---- Task material
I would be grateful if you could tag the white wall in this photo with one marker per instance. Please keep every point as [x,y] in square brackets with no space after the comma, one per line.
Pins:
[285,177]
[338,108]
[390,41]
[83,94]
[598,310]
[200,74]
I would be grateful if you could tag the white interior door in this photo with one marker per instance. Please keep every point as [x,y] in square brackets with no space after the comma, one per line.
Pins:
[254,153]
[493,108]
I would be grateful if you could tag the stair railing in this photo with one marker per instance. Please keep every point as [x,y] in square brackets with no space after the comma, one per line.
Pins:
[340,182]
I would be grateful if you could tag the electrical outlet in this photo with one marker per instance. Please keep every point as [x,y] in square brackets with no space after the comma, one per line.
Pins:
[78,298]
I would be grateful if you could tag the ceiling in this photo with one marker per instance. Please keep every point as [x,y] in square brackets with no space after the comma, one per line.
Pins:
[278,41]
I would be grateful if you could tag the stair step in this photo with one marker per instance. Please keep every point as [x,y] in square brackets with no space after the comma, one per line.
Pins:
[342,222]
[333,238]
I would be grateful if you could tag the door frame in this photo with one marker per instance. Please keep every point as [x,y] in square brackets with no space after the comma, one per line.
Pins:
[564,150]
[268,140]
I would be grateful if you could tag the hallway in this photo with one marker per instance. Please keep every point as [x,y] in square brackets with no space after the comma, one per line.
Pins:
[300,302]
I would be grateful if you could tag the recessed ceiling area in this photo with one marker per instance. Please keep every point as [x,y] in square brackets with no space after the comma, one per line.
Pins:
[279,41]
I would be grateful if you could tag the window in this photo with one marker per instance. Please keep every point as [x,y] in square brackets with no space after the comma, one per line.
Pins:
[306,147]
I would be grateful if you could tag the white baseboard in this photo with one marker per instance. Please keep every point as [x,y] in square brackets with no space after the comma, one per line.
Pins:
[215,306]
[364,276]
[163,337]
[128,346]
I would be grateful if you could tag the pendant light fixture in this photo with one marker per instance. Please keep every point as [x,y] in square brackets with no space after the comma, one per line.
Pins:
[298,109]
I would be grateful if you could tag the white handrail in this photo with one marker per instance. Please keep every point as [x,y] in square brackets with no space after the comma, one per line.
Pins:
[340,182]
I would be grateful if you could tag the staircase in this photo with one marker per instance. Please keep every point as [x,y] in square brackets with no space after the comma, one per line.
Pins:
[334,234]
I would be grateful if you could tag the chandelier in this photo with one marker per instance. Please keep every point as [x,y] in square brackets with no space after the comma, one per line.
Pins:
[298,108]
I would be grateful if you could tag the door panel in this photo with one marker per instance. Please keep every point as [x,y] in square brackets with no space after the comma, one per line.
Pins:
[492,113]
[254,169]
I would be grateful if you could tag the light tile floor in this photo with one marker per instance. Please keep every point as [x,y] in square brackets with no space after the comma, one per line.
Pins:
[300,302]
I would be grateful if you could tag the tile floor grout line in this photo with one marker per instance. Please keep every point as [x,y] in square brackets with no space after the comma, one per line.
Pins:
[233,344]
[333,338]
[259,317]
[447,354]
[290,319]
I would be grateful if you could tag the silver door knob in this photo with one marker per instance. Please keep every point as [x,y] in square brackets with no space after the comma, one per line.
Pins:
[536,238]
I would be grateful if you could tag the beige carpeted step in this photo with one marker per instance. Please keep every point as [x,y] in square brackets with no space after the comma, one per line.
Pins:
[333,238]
--------
* Exercise details:
Every line above has to be restated word for word.

* Answer box:
I would be grateful if you could tag the white wall in this photo with one marker per instance. Please keep every point as [x,y] in square brackets with no space after the comma, one per line.
Pins:
[285,177]
[338,108]
[390,41]
[83,94]
[598,310]
[200,74]
I would be grateful if you could tag the white interior door in this photo with one marker per instance. Please keep every point as [x,y] in square brackets with no space after the comma, one per line.
Pins:
[254,153]
[493,108]
I would be grateful if you could tag the stair railing in this photo with one marker per instance. Please keep every point as [x,y] in square brackets with no space after the comma, one per line.
Pins:
[340,182]
I would be grateful if you could tag the electrical outlet in this photo with one marker per instance. Please keep every point as [x,y] in square brackets with no space after the comma, one per line.
Pins:
[78,298]
I would be grateful if you could tag the ceiling in this photo with one marker per instance. Please keep every point as [x,y] in square brackets with no space after the comma, one per line.
Pins:
[278,41]
I would be grateful if you could tag the stair step in this photo with one marker per instance. Please keep every point as [x,y] in square brackets with no space after the comma, one per line.
Pins:
[342,222]
[333,238]
I would be grateful if you could tag the door frame in this photo with one marker per instance. Please keep every point as [x,y] in square brackets with no space after the comma, one per line.
Pins:
[564,150]
[268,140]
I would be grateful if you could tag the hallway in this photo with one marker per instance. Please keep every point as [x,y] in square brackets with no space after the comma, one per line.
Pins:
[300,302]
I would be grateful if you could tag the recessed ceiling area in this photo with one marker per instance. Please keep every point as [x,y] in square brackets with no space after the comma, one per line.
Pins:
[279,41]
I would be grateful if you could tag the window in this photo with one marker per instance. Please keep every point as [x,y] in square brackets with no space after the comma, one per line.
Pins:
[306,147]
I would be grateful if you could tag the white baseboard in this photo with one marker per instance. Please keep every point as [x,y] in square brackets with no space after the comma, one per line.
Pins:
[215,306]
[364,276]
[163,337]
[128,346]
I would be grateful if you could tag the pendant light fixture in this photo with one marker per instance. Please keep every point as [x,y] in square brackets with no space after the comma, one per line.
Pins:
[298,109]
I would be grateful if you could tag the white handrail in this photo with one marker per instance. Please keep every point as [x,y] in square brackets with no space after the comma, one per line.
Pins:
[340,182]
I would be grateful if you could tag the staircase in this photo with one marker per instance. Please keep every point as [x,y] in square brackets with no space after the comma, one per line.
Pins:
[334,234]
I would be grateful if you could tag the chandelier in this photo with one marker per instance. Please keep every point as [x,y] in square brackets with no space after the comma, one per line.
Pins:
[298,108]
I would be grateful if you could tag the door panel in this photo with one marker per instance. Please keep every point as [x,y] in square brackets with no space after the comma, one per line.
Pins:
[492,113]
[254,169]
I would be grateful if you could tag the light tile floor in this photo with one marker per instance. Please keep every point as [x,y] in square brackets with no space after the comma, one per line.
Pins:
[300,302]
I would be grateful if you could tag the tile floor grout line in this photo with one marker per instance. Please keep every point as [x,y] in square brackets with no space after the comma, one per line.
Pins:
[233,344]
[333,338]
[259,317]
[447,354]
[290,319]
I would be grateful if you could tag the silver door knob in this photo with one marker per instance. Please keep every point as [x,y] in square brackets with no space after the comma, one per line.
Pins:
[536,238]
I would be grateful if you could tag the beige carpeted step in this photo with one marker per instance. Please keep every point as [x,y] in square brackets with no space after the comma, one per line.
Pins:
[333,238]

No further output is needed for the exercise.